* **Exercise text**
>>>>

I have systemic mastocystosis with urticaria pigmentosa (a surplus of mast cells in my body and itchy spots head to toe). It requires, amongst other specialist visits, bi-annual trips to the dermatologist. Masto is classified as a rare disease (worldwide it affects about 1/20,000 to 1/40,000 people) and the type of adult form I have isn't usually diagnosed until people hit their 60s, but I got pegged with it in my early 20s. Hence the giant teaching exam room they stick me with on every visit. I'm pretty sure they actually schedule med students to come in on days when I have my appointments. During my last visit, there were literally 11 people in the room with me. I feel your embarrassment on a spiritual level!
That sounds very difficult to live with and I admire your attitude. With your sense of humor, I'm betting that your twice-yearly appointment is a draw as well, and the reason why you have a returning audience.
I have had a similar experience but only one time. Confession mode: In college I managed to get a case of epic athlete's foot. Not the usual itchy stuff killed off by a spray and improved hygiene -- it was a severe fungal infection that made it painful to walk, with socks soaked with oozing plasma. Went in to the student health center and the doc made sure that every nursing student and medical employee in the place paraded by to see this rare condition. It was a bit embarrassing for a 20 year old. Upshot was I was told to get rid of the cheap canvas sneakers (those rubber-covered toe boxes don't breathe) and I ended up buying Birkenstock sandals that I couldn't afford for health reasons, not because of any affinity for patchouli.
Yeah, socks with sandals guy, that was me. Because fungal feet.

<<<<

* **Assigned task**
Please answer these questions about the text on embarrassing medical visits above:
1. At what age is the adult form of mastocytosis usually diagnosed?
2. Where did the commenter with athlete's foot go for treatment?
3. What footwear was that commenter told to get rid of?

* **Raw data**
>>>>

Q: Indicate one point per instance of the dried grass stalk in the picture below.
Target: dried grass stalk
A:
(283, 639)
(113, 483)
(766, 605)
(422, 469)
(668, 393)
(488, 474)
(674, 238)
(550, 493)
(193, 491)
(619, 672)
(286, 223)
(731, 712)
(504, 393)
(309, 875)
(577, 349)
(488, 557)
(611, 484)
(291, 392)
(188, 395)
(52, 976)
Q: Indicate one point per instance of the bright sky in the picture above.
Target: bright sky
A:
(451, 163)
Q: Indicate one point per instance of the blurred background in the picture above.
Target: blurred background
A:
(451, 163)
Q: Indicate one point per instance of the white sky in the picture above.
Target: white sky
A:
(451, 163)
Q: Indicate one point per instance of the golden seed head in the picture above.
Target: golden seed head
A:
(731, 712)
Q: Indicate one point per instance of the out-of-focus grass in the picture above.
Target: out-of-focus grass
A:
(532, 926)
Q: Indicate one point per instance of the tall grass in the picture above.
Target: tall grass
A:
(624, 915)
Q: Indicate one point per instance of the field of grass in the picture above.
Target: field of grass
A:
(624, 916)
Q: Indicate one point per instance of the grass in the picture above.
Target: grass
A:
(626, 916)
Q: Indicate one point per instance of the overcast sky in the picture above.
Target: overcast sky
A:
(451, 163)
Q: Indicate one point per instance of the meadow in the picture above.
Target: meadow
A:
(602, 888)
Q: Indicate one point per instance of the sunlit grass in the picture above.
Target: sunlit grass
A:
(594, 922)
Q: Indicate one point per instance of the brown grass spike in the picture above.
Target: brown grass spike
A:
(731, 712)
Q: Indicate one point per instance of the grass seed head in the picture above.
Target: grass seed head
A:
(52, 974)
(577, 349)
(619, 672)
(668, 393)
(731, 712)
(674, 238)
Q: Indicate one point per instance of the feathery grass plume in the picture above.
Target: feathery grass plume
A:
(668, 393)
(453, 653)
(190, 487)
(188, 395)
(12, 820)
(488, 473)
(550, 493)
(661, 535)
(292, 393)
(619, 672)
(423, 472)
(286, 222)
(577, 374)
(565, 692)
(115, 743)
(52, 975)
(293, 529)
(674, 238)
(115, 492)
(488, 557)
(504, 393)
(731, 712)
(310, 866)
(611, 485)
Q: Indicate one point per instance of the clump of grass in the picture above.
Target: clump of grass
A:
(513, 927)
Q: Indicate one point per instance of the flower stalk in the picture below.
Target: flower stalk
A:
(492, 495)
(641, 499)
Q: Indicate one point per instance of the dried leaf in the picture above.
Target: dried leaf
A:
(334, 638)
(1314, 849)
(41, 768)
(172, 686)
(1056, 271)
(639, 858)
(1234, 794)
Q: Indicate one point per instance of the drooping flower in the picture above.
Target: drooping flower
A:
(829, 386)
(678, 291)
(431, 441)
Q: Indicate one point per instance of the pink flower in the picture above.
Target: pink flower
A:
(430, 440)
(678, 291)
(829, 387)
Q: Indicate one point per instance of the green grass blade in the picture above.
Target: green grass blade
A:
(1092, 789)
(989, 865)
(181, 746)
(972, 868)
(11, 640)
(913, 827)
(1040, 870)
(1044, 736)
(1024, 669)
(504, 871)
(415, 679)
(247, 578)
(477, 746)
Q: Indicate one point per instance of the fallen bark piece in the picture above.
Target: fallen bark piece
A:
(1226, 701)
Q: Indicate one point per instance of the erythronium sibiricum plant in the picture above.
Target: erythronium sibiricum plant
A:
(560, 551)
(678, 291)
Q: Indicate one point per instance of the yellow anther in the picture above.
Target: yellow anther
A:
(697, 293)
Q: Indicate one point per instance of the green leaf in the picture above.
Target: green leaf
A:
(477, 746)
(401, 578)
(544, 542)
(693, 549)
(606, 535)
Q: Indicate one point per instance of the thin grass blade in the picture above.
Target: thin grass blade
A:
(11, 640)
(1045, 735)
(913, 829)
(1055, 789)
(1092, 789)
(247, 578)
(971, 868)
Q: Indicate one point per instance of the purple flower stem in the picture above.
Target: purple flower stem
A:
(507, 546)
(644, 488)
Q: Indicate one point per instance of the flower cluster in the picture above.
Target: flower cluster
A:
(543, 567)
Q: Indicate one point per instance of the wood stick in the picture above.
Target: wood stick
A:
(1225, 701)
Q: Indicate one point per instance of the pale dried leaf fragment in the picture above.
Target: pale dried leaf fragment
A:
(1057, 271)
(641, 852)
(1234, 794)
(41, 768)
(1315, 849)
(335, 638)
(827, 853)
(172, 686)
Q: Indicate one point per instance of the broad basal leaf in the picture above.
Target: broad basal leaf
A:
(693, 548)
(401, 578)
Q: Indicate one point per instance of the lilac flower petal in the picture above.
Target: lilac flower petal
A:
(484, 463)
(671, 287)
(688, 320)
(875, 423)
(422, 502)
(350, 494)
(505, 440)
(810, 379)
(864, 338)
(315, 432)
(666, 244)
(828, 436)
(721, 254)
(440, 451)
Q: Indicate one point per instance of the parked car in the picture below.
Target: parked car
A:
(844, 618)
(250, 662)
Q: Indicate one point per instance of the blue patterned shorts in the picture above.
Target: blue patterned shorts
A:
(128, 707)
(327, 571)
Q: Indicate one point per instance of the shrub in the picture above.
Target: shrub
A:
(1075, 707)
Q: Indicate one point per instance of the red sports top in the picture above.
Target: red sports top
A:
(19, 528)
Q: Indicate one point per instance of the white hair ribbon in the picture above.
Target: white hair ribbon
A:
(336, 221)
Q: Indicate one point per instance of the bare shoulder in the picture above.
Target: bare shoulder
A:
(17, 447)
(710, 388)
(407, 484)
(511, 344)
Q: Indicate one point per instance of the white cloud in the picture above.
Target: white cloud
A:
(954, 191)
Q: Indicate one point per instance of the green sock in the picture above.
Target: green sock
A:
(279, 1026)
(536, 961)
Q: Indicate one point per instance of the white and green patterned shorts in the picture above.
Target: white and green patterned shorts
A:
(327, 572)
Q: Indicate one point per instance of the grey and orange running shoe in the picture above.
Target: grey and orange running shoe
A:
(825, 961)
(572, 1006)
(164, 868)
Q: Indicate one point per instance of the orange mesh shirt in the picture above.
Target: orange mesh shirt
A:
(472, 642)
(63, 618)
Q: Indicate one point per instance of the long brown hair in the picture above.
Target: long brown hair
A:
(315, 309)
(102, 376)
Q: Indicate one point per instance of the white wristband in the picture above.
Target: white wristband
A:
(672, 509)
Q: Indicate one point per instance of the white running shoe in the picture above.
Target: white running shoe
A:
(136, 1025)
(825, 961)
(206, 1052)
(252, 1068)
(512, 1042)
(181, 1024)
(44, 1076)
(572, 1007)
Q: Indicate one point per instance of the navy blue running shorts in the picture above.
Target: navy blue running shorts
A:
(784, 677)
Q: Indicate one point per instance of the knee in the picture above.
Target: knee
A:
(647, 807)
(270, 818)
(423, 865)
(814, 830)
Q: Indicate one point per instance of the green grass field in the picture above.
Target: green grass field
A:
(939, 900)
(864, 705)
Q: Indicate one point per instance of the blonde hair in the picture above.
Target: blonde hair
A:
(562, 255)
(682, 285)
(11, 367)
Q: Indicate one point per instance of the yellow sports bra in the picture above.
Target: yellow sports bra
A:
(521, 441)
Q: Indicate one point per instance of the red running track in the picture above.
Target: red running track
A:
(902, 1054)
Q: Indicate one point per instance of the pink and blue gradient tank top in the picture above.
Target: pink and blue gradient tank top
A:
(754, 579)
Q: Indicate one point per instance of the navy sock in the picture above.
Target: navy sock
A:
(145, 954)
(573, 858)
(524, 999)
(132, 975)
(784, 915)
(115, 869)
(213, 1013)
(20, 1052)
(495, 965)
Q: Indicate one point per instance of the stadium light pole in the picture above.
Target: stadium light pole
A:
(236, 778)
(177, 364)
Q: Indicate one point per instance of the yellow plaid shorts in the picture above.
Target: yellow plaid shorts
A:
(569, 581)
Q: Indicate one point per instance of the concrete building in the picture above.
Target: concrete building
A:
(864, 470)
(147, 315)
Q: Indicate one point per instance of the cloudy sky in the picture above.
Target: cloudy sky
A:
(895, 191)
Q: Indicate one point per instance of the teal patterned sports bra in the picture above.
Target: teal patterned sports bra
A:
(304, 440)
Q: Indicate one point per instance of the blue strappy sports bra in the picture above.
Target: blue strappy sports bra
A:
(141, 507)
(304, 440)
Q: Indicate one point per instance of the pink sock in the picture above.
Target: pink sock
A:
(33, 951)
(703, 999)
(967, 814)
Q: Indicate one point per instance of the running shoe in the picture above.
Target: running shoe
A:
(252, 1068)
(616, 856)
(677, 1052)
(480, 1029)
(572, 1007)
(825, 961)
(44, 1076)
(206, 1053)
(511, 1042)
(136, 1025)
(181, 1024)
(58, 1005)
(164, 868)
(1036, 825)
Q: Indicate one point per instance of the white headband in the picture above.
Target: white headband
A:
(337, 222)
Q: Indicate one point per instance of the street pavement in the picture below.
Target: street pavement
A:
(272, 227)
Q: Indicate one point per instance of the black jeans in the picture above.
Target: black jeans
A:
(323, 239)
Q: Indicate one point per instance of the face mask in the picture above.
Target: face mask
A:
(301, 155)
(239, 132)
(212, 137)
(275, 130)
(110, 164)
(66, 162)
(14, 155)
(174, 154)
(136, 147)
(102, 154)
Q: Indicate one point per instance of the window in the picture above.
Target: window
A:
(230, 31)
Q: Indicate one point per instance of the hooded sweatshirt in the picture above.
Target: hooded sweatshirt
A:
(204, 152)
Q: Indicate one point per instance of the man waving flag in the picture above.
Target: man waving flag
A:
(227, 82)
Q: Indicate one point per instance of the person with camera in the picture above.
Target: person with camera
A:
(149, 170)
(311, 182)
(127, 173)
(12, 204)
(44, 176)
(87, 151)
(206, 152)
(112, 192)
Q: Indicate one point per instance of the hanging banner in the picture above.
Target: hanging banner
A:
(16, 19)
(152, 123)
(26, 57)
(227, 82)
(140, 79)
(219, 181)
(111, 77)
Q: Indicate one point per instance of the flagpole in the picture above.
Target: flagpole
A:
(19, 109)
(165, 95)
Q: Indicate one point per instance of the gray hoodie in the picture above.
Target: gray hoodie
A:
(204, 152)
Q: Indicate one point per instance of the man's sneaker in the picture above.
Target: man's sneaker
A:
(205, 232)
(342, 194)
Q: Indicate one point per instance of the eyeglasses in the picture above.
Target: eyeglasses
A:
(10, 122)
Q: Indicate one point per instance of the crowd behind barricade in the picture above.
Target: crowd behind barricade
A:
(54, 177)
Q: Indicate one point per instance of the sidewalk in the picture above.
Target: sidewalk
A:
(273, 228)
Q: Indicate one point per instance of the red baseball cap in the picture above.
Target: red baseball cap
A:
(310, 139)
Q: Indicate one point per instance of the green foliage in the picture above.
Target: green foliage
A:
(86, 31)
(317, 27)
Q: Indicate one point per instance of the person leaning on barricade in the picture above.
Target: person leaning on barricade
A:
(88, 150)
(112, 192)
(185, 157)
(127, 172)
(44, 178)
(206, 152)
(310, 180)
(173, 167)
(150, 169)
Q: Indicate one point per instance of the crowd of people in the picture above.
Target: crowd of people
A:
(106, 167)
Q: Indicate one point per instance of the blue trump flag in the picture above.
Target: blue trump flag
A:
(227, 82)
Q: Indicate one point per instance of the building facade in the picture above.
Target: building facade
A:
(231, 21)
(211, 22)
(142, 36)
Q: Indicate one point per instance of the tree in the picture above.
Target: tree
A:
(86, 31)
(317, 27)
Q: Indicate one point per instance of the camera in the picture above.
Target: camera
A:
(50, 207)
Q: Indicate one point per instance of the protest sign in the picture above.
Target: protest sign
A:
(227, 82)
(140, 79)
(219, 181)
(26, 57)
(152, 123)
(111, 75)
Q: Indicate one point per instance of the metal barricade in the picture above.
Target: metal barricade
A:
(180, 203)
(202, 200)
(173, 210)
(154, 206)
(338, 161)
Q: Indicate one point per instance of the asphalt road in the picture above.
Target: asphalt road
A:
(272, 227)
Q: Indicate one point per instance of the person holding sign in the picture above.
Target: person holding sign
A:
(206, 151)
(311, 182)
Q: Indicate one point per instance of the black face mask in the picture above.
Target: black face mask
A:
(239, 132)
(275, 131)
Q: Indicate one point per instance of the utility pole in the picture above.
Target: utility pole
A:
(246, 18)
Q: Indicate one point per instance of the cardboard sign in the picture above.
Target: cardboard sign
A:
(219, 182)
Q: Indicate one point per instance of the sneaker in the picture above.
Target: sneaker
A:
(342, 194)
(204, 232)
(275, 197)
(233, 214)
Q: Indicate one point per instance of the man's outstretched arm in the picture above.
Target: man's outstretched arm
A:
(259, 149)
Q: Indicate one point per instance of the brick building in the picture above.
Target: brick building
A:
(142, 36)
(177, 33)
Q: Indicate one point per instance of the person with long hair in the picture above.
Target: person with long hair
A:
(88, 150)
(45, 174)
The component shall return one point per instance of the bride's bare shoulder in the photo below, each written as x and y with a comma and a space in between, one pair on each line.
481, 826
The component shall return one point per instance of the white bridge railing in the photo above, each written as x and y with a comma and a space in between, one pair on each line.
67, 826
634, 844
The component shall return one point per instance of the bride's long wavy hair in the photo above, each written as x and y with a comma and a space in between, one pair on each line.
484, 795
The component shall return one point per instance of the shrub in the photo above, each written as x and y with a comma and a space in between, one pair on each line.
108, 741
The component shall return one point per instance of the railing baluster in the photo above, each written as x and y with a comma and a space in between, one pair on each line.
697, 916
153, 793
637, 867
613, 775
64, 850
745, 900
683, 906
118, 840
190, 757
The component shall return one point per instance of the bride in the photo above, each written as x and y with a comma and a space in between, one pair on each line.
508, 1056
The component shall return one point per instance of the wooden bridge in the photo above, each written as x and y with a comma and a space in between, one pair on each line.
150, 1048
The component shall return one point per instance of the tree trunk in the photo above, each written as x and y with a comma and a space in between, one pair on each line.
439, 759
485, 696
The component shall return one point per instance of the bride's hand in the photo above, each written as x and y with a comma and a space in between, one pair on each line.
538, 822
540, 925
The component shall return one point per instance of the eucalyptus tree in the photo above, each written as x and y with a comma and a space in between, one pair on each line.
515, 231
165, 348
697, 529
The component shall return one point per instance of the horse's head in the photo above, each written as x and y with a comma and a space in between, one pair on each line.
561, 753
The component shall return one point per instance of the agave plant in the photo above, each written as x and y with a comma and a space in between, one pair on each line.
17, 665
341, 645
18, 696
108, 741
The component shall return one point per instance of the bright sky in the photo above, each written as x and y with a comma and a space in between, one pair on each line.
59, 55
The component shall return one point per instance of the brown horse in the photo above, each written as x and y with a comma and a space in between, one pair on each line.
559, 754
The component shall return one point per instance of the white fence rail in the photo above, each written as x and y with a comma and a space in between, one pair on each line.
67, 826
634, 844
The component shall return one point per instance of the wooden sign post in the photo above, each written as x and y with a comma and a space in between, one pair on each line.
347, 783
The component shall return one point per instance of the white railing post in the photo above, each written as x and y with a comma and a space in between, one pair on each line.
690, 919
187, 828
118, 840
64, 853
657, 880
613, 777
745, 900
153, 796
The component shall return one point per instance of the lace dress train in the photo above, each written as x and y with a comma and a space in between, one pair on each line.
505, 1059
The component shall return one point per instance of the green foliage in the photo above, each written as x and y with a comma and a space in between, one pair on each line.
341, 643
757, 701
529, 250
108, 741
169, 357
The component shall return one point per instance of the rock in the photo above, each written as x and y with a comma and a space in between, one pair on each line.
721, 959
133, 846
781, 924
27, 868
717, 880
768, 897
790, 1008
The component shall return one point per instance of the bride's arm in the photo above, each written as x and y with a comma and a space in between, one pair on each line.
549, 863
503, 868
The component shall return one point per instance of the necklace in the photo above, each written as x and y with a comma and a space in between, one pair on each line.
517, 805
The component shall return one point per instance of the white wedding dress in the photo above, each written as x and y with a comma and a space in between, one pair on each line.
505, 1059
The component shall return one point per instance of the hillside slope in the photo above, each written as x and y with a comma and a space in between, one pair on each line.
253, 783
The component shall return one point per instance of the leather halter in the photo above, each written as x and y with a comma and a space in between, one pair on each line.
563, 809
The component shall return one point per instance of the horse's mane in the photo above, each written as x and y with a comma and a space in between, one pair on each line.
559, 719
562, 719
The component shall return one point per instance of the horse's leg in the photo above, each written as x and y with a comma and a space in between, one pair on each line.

<<<<

* **Exercise result**
1. In people's 60s.
2. The student health center.
3. Cheap canvas sneakers.